-- PROVIDED RECORDS follows --
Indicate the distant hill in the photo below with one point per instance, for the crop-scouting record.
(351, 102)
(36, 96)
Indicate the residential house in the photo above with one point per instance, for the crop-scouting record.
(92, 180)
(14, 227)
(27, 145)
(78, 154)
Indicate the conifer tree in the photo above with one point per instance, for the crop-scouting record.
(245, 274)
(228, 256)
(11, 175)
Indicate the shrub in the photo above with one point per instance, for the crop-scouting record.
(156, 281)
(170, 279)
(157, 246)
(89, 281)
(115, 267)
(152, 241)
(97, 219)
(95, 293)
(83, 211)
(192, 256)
-- PROVIDED RECORDS concluded --
▸ TO DO
Reproduce exactly the stretch of lines that starts at the one containing "Indicate the conifer" and ends with the final line of the data, including both ends and nothing more.

▸ REPLY
Indicate the conifer tree in the photo above with one point per instance, for the crop-scouting record.
(245, 274)
(228, 256)
(11, 175)
Indicate the shrub in the photo above with one point per instance, for the crop-scouting record.
(156, 281)
(170, 279)
(157, 246)
(89, 281)
(115, 267)
(152, 241)
(97, 219)
(95, 293)
(83, 211)
(192, 256)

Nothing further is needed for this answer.